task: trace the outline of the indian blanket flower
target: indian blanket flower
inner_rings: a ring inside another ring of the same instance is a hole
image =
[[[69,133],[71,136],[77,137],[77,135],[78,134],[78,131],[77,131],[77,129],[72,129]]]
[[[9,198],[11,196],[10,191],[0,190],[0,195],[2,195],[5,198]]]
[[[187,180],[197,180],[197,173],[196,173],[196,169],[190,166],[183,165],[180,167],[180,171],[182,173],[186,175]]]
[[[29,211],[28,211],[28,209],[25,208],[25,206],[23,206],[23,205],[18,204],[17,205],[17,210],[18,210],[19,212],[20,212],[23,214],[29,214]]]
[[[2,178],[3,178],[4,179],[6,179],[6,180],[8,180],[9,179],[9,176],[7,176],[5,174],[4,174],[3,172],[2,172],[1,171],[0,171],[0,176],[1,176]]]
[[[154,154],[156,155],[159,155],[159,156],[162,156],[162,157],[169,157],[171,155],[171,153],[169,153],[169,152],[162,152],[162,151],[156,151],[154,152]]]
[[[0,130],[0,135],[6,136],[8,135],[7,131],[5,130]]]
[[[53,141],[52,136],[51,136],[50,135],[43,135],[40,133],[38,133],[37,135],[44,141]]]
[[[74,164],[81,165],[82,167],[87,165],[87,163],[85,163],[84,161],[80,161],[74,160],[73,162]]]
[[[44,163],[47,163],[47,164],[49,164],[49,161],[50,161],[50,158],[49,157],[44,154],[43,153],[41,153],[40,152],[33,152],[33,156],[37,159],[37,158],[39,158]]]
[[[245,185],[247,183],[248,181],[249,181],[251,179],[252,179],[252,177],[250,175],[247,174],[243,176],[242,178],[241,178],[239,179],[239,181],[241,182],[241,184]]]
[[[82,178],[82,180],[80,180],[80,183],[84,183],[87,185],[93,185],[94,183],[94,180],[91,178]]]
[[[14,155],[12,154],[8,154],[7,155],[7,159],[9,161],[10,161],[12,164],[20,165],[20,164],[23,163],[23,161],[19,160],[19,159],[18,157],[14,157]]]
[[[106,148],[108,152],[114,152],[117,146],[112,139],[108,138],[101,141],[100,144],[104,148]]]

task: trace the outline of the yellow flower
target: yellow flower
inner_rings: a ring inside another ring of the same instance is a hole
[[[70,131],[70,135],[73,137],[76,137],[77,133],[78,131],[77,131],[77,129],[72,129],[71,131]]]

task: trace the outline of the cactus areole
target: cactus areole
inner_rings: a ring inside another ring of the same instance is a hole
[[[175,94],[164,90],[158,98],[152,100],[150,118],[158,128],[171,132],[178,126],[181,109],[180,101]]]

◆ ◆ ◆

§ Exercise
Copy only the stretch running from the line containing "task: trace the outline of the yellow flower" to the final line of the entries, both ends included, exactly as it stands.

§ Output of the exercise
task: trace the outline of the yellow flower
target: yellow flower
inner_rings: a ring inside another ring of the same instance is a hole
[[[70,131],[70,135],[73,137],[76,137],[77,133],[78,131],[77,131],[77,129],[72,129],[71,131]]]

task: trace the outline of the cactus areole
target: cactus areole
inner_rings: a ring inside another ring of the same instance is a hole
[[[175,94],[164,90],[158,98],[152,100],[150,118],[158,128],[171,132],[178,126],[181,109],[180,101]]]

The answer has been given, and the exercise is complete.